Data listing
____
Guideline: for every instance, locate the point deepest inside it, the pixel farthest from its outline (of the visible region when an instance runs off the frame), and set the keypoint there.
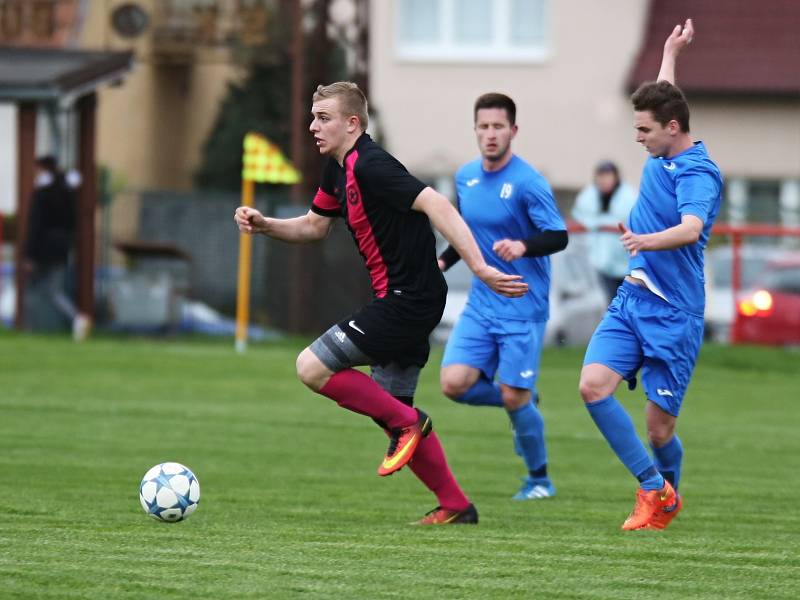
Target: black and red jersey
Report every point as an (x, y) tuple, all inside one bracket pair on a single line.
[(374, 192)]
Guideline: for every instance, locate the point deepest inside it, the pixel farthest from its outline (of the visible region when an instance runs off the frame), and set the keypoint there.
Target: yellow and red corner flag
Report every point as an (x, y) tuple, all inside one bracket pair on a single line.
[(263, 162)]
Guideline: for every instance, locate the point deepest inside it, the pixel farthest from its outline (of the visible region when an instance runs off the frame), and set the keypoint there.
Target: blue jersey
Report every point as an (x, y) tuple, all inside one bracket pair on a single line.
[(687, 184), (514, 203)]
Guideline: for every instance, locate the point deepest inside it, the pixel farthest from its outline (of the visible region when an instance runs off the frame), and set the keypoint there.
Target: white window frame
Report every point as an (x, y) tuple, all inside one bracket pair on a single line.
[(499, 50)]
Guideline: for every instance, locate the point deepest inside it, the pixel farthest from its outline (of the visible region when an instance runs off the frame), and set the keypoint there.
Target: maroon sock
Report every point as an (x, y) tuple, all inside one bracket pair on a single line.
[(353, 390), (430, 466)]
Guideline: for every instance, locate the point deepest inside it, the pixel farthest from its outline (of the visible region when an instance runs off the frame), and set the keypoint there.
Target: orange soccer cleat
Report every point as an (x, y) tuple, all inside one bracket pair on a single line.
[(443, 516), (403, 443), (664, 515), (648, 504)]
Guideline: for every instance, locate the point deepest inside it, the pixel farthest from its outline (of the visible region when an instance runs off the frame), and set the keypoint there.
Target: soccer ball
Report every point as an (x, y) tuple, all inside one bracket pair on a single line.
[(169, 492)]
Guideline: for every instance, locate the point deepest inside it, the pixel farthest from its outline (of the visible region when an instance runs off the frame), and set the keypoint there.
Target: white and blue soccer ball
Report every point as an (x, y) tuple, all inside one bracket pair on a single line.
[(169, 492)]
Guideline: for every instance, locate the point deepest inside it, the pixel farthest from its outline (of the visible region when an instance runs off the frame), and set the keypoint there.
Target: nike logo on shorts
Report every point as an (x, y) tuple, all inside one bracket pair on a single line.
[(353, 325)]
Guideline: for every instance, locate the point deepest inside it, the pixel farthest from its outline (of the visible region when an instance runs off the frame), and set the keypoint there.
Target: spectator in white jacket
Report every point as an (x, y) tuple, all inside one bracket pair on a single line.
[(599, 207)]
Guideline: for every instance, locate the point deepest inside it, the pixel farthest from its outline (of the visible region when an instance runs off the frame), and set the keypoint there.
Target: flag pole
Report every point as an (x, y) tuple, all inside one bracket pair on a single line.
[(245, 260)]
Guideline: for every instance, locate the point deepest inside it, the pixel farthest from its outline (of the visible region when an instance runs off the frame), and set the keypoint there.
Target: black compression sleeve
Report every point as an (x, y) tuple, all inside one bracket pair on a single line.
[(547, 242), (449, 257)]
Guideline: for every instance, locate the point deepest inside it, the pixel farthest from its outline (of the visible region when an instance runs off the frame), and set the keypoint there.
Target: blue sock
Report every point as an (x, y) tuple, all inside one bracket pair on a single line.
[(668, 460), (482, 393), (529, 436), (616, 425)]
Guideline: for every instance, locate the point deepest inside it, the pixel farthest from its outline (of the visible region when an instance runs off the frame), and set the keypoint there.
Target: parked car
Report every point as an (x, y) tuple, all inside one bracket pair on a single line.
[(577, 300), (769, 313), (720, 303)]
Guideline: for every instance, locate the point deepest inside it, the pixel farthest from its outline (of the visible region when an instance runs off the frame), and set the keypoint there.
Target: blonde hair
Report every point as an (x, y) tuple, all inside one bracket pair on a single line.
[(352, 101)]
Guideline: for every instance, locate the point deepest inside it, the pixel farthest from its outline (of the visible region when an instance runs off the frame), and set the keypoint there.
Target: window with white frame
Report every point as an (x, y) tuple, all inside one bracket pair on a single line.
[(473, 30)]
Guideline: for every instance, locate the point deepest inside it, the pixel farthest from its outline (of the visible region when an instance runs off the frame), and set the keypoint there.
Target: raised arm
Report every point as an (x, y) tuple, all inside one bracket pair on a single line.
[(677, 41), (445, 218), (307, 228)]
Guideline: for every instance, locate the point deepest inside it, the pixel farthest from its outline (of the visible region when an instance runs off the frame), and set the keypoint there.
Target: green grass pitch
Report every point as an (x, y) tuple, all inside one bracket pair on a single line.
[(292, 507)]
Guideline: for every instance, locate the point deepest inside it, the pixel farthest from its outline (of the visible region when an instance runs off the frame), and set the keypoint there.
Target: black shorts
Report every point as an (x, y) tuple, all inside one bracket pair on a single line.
[(394, 329)]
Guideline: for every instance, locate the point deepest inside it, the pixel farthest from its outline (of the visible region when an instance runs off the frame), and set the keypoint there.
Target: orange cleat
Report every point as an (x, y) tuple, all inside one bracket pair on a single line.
[(664, 515), (443, 516), (648, 503), (403, 443)]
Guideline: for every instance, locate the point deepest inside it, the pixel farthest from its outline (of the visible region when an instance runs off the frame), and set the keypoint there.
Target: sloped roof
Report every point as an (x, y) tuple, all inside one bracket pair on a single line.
[(741, 47), (36, 74)]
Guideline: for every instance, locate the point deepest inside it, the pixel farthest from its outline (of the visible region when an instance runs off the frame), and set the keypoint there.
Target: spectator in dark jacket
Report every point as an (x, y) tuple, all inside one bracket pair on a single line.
[(51, 232)]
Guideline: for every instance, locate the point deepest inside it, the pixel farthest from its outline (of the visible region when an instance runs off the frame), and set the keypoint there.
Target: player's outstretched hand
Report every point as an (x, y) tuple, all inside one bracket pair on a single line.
[(509, 250), (502, 283), (249, 220), (679, 38)]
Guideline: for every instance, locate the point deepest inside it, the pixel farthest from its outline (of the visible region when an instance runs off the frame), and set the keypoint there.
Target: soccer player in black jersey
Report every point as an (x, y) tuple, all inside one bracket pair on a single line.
[(389, 214)]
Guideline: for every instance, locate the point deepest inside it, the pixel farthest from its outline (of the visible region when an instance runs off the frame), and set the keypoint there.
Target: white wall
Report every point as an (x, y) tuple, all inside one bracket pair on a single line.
[(8, 158), (572, 108)]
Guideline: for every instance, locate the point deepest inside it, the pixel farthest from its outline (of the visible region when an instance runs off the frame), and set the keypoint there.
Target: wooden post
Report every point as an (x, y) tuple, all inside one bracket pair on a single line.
[(26, 155), (87, 202), (245, 265)]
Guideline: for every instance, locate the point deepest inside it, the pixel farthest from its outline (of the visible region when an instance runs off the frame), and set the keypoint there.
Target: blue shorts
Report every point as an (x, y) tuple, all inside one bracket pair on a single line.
[(508, 348), (641, 330)]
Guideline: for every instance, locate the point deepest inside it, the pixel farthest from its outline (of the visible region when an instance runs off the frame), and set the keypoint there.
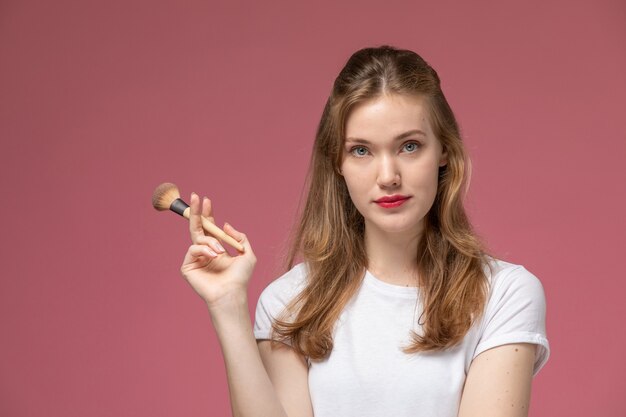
____
**Do this:** Pick out every line in the data listing above that contains the word "white", and copy each of those lines. Letter case counts.

**Problem solution:**
Target: white window frame
Target: white and blue soccer ball
Target: spectator in white jacket
Target: window with white frame
Target: white wall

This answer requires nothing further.